**Items from a dataset**
- - -

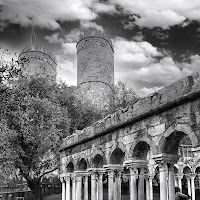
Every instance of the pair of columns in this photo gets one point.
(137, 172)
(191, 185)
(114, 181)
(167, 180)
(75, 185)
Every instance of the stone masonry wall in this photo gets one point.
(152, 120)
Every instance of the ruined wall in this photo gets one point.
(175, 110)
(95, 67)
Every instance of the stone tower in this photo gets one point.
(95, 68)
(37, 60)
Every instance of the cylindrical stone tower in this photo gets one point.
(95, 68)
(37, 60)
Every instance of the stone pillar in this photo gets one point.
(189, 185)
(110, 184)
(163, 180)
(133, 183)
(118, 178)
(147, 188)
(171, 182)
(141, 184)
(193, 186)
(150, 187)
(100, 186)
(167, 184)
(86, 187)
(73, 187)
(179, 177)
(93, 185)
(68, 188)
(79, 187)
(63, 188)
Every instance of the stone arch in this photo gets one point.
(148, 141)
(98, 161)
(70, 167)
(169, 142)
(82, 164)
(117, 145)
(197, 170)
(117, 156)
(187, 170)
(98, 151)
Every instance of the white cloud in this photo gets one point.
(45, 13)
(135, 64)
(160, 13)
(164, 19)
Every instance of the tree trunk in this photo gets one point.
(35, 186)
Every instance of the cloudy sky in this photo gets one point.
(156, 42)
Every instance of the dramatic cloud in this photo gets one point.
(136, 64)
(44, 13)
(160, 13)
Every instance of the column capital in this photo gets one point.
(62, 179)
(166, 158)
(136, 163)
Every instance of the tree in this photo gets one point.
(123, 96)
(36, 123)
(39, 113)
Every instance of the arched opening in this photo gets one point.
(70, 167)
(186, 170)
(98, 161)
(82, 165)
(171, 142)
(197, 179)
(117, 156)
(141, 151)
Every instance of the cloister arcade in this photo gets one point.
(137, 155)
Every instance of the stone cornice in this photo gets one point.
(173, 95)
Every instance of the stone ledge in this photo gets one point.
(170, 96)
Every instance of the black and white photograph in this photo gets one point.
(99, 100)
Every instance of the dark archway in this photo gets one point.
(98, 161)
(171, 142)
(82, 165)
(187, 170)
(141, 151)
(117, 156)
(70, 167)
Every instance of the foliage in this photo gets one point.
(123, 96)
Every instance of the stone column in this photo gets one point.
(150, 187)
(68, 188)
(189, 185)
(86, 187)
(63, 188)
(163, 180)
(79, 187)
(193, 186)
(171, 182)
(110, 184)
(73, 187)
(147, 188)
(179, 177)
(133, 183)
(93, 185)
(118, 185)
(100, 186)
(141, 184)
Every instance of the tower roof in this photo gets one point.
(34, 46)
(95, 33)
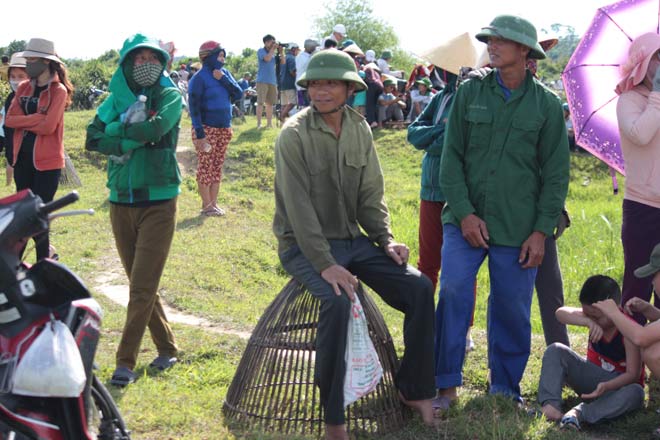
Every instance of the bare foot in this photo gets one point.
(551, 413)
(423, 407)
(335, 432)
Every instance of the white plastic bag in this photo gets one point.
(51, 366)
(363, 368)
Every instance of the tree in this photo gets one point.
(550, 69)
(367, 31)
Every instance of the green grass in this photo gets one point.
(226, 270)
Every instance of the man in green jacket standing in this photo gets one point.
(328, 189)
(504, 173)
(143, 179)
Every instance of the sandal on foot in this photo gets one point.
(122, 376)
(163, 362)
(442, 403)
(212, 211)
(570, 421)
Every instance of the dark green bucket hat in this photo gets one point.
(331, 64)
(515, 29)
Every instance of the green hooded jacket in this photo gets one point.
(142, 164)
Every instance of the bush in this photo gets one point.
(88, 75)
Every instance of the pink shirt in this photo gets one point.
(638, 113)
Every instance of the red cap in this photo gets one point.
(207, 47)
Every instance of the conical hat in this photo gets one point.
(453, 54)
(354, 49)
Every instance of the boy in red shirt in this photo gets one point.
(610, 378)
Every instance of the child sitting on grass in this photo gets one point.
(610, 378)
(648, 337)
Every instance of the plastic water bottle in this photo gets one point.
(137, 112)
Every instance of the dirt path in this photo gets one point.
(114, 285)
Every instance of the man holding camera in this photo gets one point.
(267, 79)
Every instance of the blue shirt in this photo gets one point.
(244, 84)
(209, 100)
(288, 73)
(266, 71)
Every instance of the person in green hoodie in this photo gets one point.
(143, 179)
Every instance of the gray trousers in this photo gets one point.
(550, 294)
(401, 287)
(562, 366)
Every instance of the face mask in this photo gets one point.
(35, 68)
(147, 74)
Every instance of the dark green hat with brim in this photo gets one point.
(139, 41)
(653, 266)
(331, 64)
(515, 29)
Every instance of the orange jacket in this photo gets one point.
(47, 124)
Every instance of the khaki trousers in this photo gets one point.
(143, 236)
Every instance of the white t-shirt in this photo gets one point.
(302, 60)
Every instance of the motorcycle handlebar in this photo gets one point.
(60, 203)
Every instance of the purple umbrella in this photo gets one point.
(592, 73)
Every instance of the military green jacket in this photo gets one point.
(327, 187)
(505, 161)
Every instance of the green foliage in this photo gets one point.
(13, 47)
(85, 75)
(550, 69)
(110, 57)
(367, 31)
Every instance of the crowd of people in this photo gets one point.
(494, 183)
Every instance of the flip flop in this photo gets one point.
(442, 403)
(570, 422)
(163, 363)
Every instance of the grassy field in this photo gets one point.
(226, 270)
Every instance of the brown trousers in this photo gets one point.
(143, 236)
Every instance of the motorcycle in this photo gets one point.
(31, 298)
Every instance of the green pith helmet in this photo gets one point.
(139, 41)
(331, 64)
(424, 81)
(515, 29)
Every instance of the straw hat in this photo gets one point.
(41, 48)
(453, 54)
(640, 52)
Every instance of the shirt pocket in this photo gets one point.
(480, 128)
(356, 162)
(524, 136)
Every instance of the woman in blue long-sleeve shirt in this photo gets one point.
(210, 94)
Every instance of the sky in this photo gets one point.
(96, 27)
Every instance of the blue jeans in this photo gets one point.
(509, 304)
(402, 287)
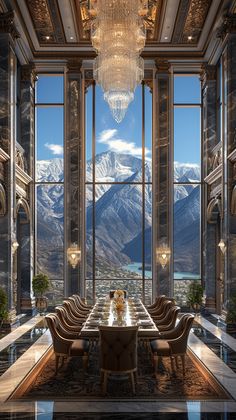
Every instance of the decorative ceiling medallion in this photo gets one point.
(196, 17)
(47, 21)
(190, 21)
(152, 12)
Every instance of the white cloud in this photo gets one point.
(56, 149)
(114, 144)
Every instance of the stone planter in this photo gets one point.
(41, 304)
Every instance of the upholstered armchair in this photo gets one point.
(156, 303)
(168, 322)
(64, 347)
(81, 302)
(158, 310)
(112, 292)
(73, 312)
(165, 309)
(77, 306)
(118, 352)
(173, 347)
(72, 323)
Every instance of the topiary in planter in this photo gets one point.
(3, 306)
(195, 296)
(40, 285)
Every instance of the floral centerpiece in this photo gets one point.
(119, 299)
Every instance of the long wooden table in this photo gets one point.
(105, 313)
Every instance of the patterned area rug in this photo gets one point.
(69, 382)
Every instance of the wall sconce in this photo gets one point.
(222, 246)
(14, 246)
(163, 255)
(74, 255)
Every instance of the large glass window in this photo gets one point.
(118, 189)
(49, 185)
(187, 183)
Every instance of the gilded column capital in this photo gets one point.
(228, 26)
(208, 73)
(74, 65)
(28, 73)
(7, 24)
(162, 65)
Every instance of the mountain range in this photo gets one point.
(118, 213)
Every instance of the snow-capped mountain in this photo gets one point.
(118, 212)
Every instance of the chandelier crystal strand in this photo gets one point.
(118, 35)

- - -

Copy the listing word for word, excluding its pictures.

**WRITTEN SOLUTION**
Every instance of the pair of columns in this photo gets one point.
(137, 172)
(191, 185)
(114, 181)
(167, 180)
(75, 185)
Every instance of the stone masonry wall in this photo gets one point.
(152, 120)
Every instance of the ruined wall in this photo gets one point.
(175, 110)
(95, 67)
Every instance of the stone tower in this photo gets one point.
(95, 68)
(37, 60)
Every instance of the cylindrical stone tower in this photo gets one point.
(95, 68)
(37, 60)
Every instance of the stone pillar in this photo gets one point.
(189, 185)
(110, 184)
(163, 180)
(133, 183)
(118, 178)
(147, 188)
(171, 182)
(141, 184)
(193, 186)
(150, 187)
(100, 186)
(167, 184)
(86, 187)
(73, 187)
(179, 177)
(93, 185)
(68, 188)
(79, 187)
(63, 188)
Every instance of the stone arch in this photo gets one point.
(148, 141)
(98, 161)
(70, 167)
(169, 142)
(82, 164)
(117, 145)
(197, 170)
(117, 156)
(187, 170)
(98, 151)
Every instance of the white cloud in this photo gets one point.
(45, 13)
(135, 64)
(160, 13)
(164, 19)
Every instance of the tree trunk in this photo gets one point.
(35, 186)
Every instance of the cloudy sky in this photo gets one point.
(156, 42)
Every instance of the dramatic cloud in this photo gets one point.
(136, 64)
(44, 13)
(160, 13)
Every instance of the column capital in this photo gets one point.
(62, 179)
(166, 158)
(136, 163)
Every instance of the tree in this photo gets one point.
(123, 96)
(36, 123)
(39, 113)
Every instance of the arched opening in this photo gets one point.
(70, 167)
(186, 170)
(98, 161)
(82, 165)
(171, 142)
(197, 179)
(117, 156)
(141, 151)
Every instance of the cloister arcade in this photo gets one point.
(137, 155)
Every instance of the stone cornice in this photo gets one point.
(173, 95)
Every instance of the stone ledge in this photo gets one point.
(170, 96)
Every instance of the black and white photograph in this photo gets one point.
(99, 100)
Every instance of the dark archway in this photo gets one point.
(98, 161)
(171, 142)
(82, 165)
(187, 170)
(141, 151)
(117, 156)
(70, 167)
Every instance of the foliage in this photo gets one point.
(123, 96)
Every instance of the stone column in this photo gets one point.
(150, 187)
(68, 188)
(189, 185)
(86, 187)
(63, 188)
(163, 180)
(79, 187)
(193, 186)
(171, 182)
(110, 184)
(73, 187)
(147, 188)
(179, 177)
(133, 183)
(93, 185)
(118, 185)
(100, 186)
(141, 184)
Every instance of the tower roof in this photo gets one point.
(34, 46)
(95, 33)
Every instance of the bare foot in this photo gets one point.
(551, 413)
(423, 407)
(335, 432)
Every instance of the white plastic bag in this photo gets one point.
(51, 366)
(363, 368)
Every instance of the tree in this photo gets one point.
(550, 69)
(367, 31)
Every instance of the green grass in this photo gets one point.
(226, 270)
Every instance of the man in green jacket standing in this photo gets one point.
(328, 189)
(504, 173)
(143, 179)
Every instance of the sandal on foot in this photo gets one point.
(122, 376)
(163, 362)
(442, 403)
(212, 211)
(570, 421)
Every instance of the dark green bucket hat in this photo gets one point.
(331, 64)
(515, 29)
Every instance of the green hooded jacket in this photo gets one point.
(142, 164)
Every instance of the bush in this photo gets one point.
(88, 75)
Every instance of the pink shirt in this photo gets one point.
(638, 113)
Every instance of the red cap in this photo gets one point.
(207, 47)
Every instance of the conical hat in this photo gets one point.
(453, 54)
(354, 49)
Every instance of the boy in red shirt in this photo gets one point.
(610, 378)
Every instance of the child sitting on grass in this photo gets one point.
(610, 378)
(648, 337)
Every instance of the plastic water bottle in this photo gets one point.
(137, 112)
Every instance of the dirt path in this photo gets one point.
(114, 285)
Every instance of the man holding camera in this photo gets one point.
(267, 79)
Every instance of the blue shirt in this photo gets one point.
(244, 84)
(209, 100)
(288, 73)
(266, 71)
Every instance of the person in green hoodie in this photo gets one point.
(143, 179)
Every instance of the gray trousers in this photo gets one point.
(550, 294)
(401, 287)
(562, 366)
Every instance of the face mask in this photo gets one point.
(35, 68)
(147, 74)
Every instance of the dark green hat with brim in this photo gets one point.
(139, 41)
(653, 266)
(331, 64)
(515, 29)
Every instance of the orange jacket in this photo gets one point.
(47, 124)
Every instance of the khaki trousers in this photo gets one point.
(143, 236)
Every instance of the white t-shirt in this photo gets one point.
(302, 60)
Every instance of the motorcycle handlebar in this photo gets one point.
(60, 203)
Every instance of the purple umbrella in this photo gets one point.
(592, 73)
Every instance of the military green jacket in this photo gets one point.
(327, 187)
(505, 161)
Every instance of the green foliage in this photo gets one point.
(13, 47)
(85, 75)
(550, 69)
(110, 57)
(367, 31)
Every instance of the crowd of people in this photo gets one point.
(494, 183)
Every instance of the flip flop in this photo gets one point.
(442, 403)
(570, 422)
(163, 363)
Every instance of the grassy field in this photo gets one point.
(226, 270)
Every instance of the brown trousers in this photo gets one point.
(143, 236)
Every instance of the motorcycle in this photo gets one point.
(31, 298)
Every instance of the green pith helmet in this photo gets one point.
(139, 41)
(331, 64)
(424, 81)
(515, 29)
Every instance of the straw hat in this photo gets one point.
(41, 48)
(453, 54)
(640, 52)
Every instance of the shirt pocket in this photo gets one point.
(480, 128)
(356, 162)
(524, 136)
Every instance of the woman in blue long-sleeve shirt in this photo gets one point.
(210, 94)
Every instance of the sky in this photo gets one point.
(96, 27)
Every instance of the blue jeans in this photo gets one point.
(509, 304)
(402, 287)
Every instance of the decorative ceiling medallion in this photo gets one point.
(196, 17)
(47, 21)
(190, 21)
(152, 12)
Every instance of the white cloud in this photo gets one point.
(56, 149)
(114, 144)
Every instance of the stone planter in this photo gets one point.
(41, 304)
Every instance of the upholstered armchair in this photo gets one point.
(156, 303)
(168, 322)
(64, 347)
(81, 302)
(158, 310)
(112, 292)
(73, 312)
(165, 309)
(77, 306)
(118, 352)
(173, 347)
(72, 323)
Every instance of the topiary in planter in this photo gets one point.
(3, 306)
(195, 296)
(40, 285)
Every instance of the floral centerpiece in this photo gets one point.
(119, 299)
Every instance of the long wooden table in this photo gets one point.
(105, 313)
Every instance of the patterned area rug in this photo gets one point.
(69, 382)
Every instance of the wall sconce in this photo gets one point.
(222, 246)
(14, 246)
(163, 255)
(74, 255)
Every instance of the large glass window in this photo gets one point.
(118, 189)
(49, 185)
(187, 183)
Every instance of the gilded column capital in this photo gets one point.
(228, 26)
(208, 73)
(74, 65)
(28, 73)
(7, 24)
(162, 65)
Every instance of the mountain range in this photo gets one point.
(118, 213)
Every instance of the snow-capped mountain in this photo gets one point.
(118, 212)
Every instance of the chandelier crystal strand in this photo gets one point.
(118, 35)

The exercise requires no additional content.